**EXERCISE TASK:** Set out the lines below as a numbered list, skipping any blank lines and leaving out the pictures.
======
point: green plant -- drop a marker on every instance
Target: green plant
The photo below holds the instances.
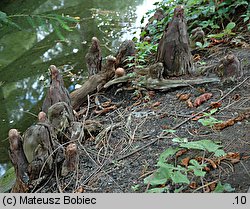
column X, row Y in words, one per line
column 175, row 174
column 57, row 22
column 225, row 33
column 208, row 120
column 135, row 187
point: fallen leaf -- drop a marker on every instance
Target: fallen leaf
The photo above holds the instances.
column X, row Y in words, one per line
column 180, row 152
column 201, row 90
column 197, row 117
column 151, row 94
column 184, row 97
column 206, row 189
column 163, row 115
column 221, row 126
column 215, row 104
column 201, row 99
column 105, row 110
column 79, row 190
column 189, row 103
column 193, row 185
column 106, row 104
column 165, row 127
column 213, row 164
column 236, row 97
column 212, row 186
column 185, row 161
column 156, row 104
column 196, row 57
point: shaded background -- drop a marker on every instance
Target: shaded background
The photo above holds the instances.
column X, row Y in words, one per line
column 25, row 55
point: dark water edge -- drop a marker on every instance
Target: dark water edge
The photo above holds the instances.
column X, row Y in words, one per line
column 26, row 55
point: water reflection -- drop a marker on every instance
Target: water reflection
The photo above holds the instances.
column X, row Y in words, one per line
column 26, row 55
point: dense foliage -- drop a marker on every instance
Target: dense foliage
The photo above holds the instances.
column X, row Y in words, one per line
column 218, row 18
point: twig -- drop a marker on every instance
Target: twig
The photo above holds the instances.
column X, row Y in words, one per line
column 183, row 122
column 205, row 185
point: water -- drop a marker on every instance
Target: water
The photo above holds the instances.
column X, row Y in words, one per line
column 26, row 55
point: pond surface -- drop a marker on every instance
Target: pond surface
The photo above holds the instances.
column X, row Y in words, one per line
column 25, row 55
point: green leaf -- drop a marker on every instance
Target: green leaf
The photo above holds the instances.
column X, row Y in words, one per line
column 7, row 180
column 230, row 26
column 169, row 131
column 180, row 140
column 206, row 145
column 221, row 188
column 219, row 153
column 157, row 190
column 213, row 111
column 31, row 21
column 64, row 25
column 57, row 30
column 3, row 17
column 135, row 187
column 159, row 177
column 177, row 177
column 199, row 44
column 228, row 187
column 167, row 153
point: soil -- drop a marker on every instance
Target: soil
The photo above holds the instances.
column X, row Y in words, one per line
column 131, row 141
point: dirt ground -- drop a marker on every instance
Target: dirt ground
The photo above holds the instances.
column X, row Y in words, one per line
column 130, row 143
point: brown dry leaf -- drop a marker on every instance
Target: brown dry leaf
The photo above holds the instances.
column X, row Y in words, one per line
column 213, row 164
column 207, row 189
column 193, row 185
column 233, row 155
column 202, row 98
column 156, row 104
column 212, row 186
column 184, row 97
column 163, row 115
column 221, row 126
column 105, row 110
column 185, row 161
column 234, row 161
column 201, row 90
column 151, row 94
column 79, row 190
column 180, row 152
column 106, row 104
column 189, row 103
column 215, row 104
column 197, row 117
column 236, row 97
column 165, row 127
column 196, row 57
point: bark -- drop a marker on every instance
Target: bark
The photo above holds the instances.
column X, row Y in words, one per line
column 71, row 159
column 126, row 49
column 56, row 92
column 160, row 84
column 173, row 49
column 19, row 162
column 94, row 57
column 38, row 147
column 93, row 84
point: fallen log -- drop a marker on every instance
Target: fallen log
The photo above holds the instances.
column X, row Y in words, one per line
column 163, row 85
column 167, row 84
column 93, row 84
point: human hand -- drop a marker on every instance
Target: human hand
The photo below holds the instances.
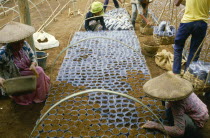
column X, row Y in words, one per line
column 150, row 24
column 1, row 82
column 150, row 125
column 33, row 68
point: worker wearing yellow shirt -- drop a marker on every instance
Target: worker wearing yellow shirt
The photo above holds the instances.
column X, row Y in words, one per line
column 194, row 22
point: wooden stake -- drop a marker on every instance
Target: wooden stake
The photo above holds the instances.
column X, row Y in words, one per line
column 25, row 18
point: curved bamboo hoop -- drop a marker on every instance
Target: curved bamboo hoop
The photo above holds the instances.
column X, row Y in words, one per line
column 97, row 90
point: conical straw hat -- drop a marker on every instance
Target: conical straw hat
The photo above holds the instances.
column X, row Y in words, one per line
column 15, row 31
column 168, row 87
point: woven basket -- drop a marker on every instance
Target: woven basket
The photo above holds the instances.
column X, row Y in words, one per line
column 163, row 40
column 150, row 50
column 20, row 85
column 200, row 86
column 148, row 30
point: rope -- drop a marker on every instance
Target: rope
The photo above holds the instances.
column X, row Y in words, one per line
column 96, row 90
column 172, row 12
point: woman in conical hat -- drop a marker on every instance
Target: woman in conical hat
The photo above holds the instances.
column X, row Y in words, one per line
column 136, row 4
column 18, row 59
column 92, row 22
column 186, row 112
column 116, row 4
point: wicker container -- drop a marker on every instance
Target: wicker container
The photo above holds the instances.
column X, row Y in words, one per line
column 165, row 39
column 200, row 86
column 150, row 49
column 148, row 30
column 20, row 85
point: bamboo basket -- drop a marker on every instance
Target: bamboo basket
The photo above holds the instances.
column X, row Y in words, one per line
column 147, row 30
column 200, row 86
column 150, row 50
column 20, row 85
column 164, row 40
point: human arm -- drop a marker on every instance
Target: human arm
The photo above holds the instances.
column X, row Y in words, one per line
column 103, row 23
column 1, row 82
column 87, row 27
column 33, row 68
column 145, row 13
column 32, row 58
column 178, row 2
column 120, row 1
column 2, row 53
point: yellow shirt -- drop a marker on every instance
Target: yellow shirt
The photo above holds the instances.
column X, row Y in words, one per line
column 196, row 10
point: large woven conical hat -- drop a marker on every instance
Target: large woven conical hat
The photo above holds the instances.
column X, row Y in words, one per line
column 168, row 87
column 15, row 31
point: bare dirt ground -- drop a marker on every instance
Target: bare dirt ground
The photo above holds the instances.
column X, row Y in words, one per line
column 18, row 121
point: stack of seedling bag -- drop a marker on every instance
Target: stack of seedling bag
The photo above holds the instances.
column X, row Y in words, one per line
column 118, row 19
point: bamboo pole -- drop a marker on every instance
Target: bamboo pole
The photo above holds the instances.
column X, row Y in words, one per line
column 25, row 18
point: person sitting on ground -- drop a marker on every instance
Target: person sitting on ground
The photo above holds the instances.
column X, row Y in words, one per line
column 116, row 4
column 136, row 7
column 92, row 24
column 194, row 23
column 18, row 59
column 186, row 112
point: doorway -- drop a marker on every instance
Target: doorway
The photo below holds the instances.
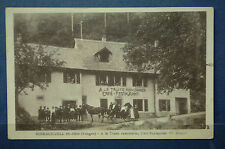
======
**PROBLEM SOLUTION:**
1. point: green plant -- drop a marker on every instance
2. Target: green plant
3. The photo below holds the instances.
4. column X, row Y in words, one per line
5. column 175, row 174
6. column 57, row 22
7. column 225, row 33
8. column 208, row 120
9. column 135, row 187
10. point: fallen leaf -- drop a marker on every instance
11. Target: fallen leaf
12. The photo above holds the instances.
13. column X, row Y in words, one per line
14. column 180, row 152
15. column 201, row 90
16. column 197, row 117
17. column 151, row 94
18. column 184, row 97
19. column 206, row 189
20. column 163, row 115
21. column 221, row 126
22. column 215, row 104
23. column 201, row 99
24. column 105, row 110
25. column 79, row 190
26. column 189, row 103
27. column 193, row 185
28. column 106, row 104
29. column 165, row 127
30. column 213, row 164
31. column 236, row 97
32. column 212, row 186
33. column 185, row 161
34. column 156, row 104
35. column 196, row 57
36. point: shaded background -- drop a marker on every instance
37. Target: shaded background
38. The photo above holds the instances.
39. column X, row Y in words, one per line
40. column 25, row 55
41. point: dark water edge -- drop a marker on every instance
42. Target: dark water edge
43. The photo above holds the instances.
44. column X, row Y in words, one per line
45. column 26, row 55
46. point: water reflection -- drop a marker on every instance
47. Target: water reflection
48. The photo above holds the instances.
49. column X, row Y in words, one per line
50. column 26, row 55
51. point: dense foliage -- drop a marker on every instance
52. Target: dense foliage
53. The photo above holds the instances.
54. column X, row Y in words, one per line
55. column 218, row 18
56. point: twig -- drop a marker on every instance
57. Target: twig
58. The photo above holds the instances.
59. column X, row Y in words, one per line
60. column 183, row 122
61. column 205, row 185
62. point: water -- drop a marker on every instance
63. Target: water
64. The photo above holds the instances.
65. column X, row Y in words, one per line
66. column 26, row 55
67. point: pond surface -- drop a marker on every instance
68. Target: pond surface
69. The photo above holds the instances.
70. column X, row Y in words, one per line
71. column 25, row 55
72. point: green leaf -- drop a marker on every instance
73. Target: green leaf
74. The photo above holds the instances.
75. column X, row Y in words, one per line
76. column 7, row 180
77. column 230, row 26
78. column 169, row 131
79. column 180, row 140
80. column 206, row 145
81. column 221, row 188
82. column 219, row 153
83. column 157, row 190
84. column 213, row 111
85. column 31, row 21
86. column 64, row 25
87. column 57, row 30
88. column 3, row 17
89. column 135, row 187
90. column 159, row 177
91. column 177, row 177
92. column 199, row 44
93. column 228, row 187
94. column 167, row 153
95. point: soil -- drop a marker on every instance
96. Target: soil
97. The photo above holds the instances.
98. column X, row Y in words, one per line
99. column 131, row 141
100. point: dirt ground -- drop a marker on every instance
101. Target: dirt ground
102. The photo above holds the instances.
103. column X, row Y in words, one per line
104. column 130, row 143
105. point: brown dry leaf -- drop a marker on every instance
106. Target: brown dry leaf
107. The photo above holds the instances.
108. column X, row Y in words, one per line
109. column 213, row 164
110. column 207, row 189
111. column 193, row 185
112. column 233, row 155
113. column 202, row 98
114. column 156, row 104
115. column 212, row 186
116. column 184, row 97
117. column 163, row 115
118. column 221, row 126
119. column 105, row 110
120. column 185, row 161
121. column 234, row 161
122. column 201, row 90
123. column 151, row 94
124. column 79, row 190
125. column 180, row 152
126. column 106, row 104
127. column 189, row 103
128. column 215, row 104
129. column 197, row 117
130. column 236, row 97
131. column 165, row 127
132. column 196, row 57
133. point: bark -- drop a marker on every instance
134. Target: bark
135. The photo above holds the instances.
136. column X, row Y in words, one per line
137. column 71, row 159
138. column 126, row 49
139. column 56, row 92
140. column 160, row 84
141. column 173, row 49
142. column 19, row 162
143. column 94, row 57
144. column 38, row 147
145. column 93, row 84
146. point: fallen log -- drop a marker on every instance
147. Target: fallen log
148. The photo above holds the instances.
149. column X, row Y in words, one per line
150. column 163, row 85
151. column 167, row 84
152. column 93, row 84
153. point: human hand -- drop a marker on every instance
154. Target: human hand
155. The photo below holds the instances.
156. column X, row Y in words, one per line
157. column 150, row 24
158. column 1, row 82
159. column 150, row 125
160. column 33, row 68
161. point: worker wearing yellow shirt -- drop a marker on every instance
162. Target: worker wearing yellow shirt
163. The photo above holds the instances.
164. column X, row Y in words, one per line
165. column 194, row 22
166. point: wooden stake -- drop a marker on every instance
167. Target: wooden stake
168. The photo above holds the instances.
169. column X, row Y in words, one per line
170. column 25, row 18
171. point: curved bamboo hoop -- drop a marker on every instance
172. Target: curved bamboo hoop
173. The photo above holds the instances.
174. column X, row Y in words, one per line
175. column 97, row 90
176. point: conical straw hat -- drop a marker on every instance
177. Target: conical straw hat
178. The photo above holds the instances.
179. column X, row Y in words, one per line
180. column 15, row 31
181. column 168, row 87
182. point: woven basket -- drop a marker on every instance
183. Target: woven basket
184. The photo above holds the instances.
185. column X, row Y in words, one per line
186. column 163, row 40
187. column 150, row 50
188. column 20, row 85
189. column 200, row 86
190. column 148, row 30
191. point: rope -- drop a marker on every instance
192. Target: rope
193. The photo above holds the instances.
194. column X, row Y in words, one per line
195. column 96, row 90
196. column 172, row 12
197. point: woman in conical hat -- drop a marker on every instance
198. Target: woman in conical hat
199. The photo above holds the instances.
200. column X, row Y in words, one per line
201. column 136, row 4
202. column 18, row 59
203. column 92, row 22
204. column 186, row 112
205. column 116, row 4
206. point: wicker container -- drop a marker on every instance
207. Target: wicker container
208. The photo above holds the instances.
209. column X, row Y in words, one per line
210. column 165, row 39
211. column 200, row 86
212. column 150, row 49
213. column 148, row 30
214. column 20, row 85
215. point: bamboo basket -- drop a marker on every instance
216. Target: bamboo basket
217. The photo above holds the instances.
218. column X, row Y in words, one per line
219. column 147, row 30
220. column 200, row 86
221. column 150, row 50
222. column 20, row 85
223. column 164, row 40
224. point: human arm -- drop a marker on every instance
225. Target: human arm
226. The photo above holds the instances.
227. column X, row Y in words, one per line
228. column 103, row 23
229. column 1, row 82
230. column 87, row 27
231. column 33, row 68
232. column 145, row 13
233. column 32, row 58
234. column 178, row 2
235. column 120, row 1
236. column 2, row 53
237. point: yellow shirt -- drop a marker on every instance
238. Target: yellow shirt
239. The photo above holds the instances.
240. column X, row Y in words, one per line
241. column 196, row 10
242. point: large woven conical hat -- drop a marker on every instance
243. Target: large woven conical hat
244. The photo above holds the instances.
245. column X, row Y in words, one per line
246. column 168, row 87
247. column 15, row 31
248. point: bare dirt ground -- drop a marker on every instance
249. Target: bare dirt ground
250. The photo above holds the instances.
251. column X, row Y in words, one per line
252. column 18, row 121
253. point: stack of seedling bag -- drop a marker on every instance
254. Target: stack of seedling bag
255. The photo above holds the instances.
256. column X, row Y in words, one per line
257. column 118, row 19
258. point: bamboo pole -- drop a marker on every instance
259. Target: bamboo pole
260. The photo above holds the instances.
261. column X, row Y in words, one per line
262. column 25, row 18
263. point: person sitting on ground -- drop a marker on every instance
264. Target: person sitting on ground
265. The photo above holds the instances.
266. column X, row Y in words, one per line
267. column 116, row 4
268. column 136, row 7
269. column 92, row 24
270. column 194, row 23
271. column 18, row 59
272. column 186, row 112
273. point: doorway -- drop a marker on every instance
274. Target: doorway
275. The photo below holds the instances.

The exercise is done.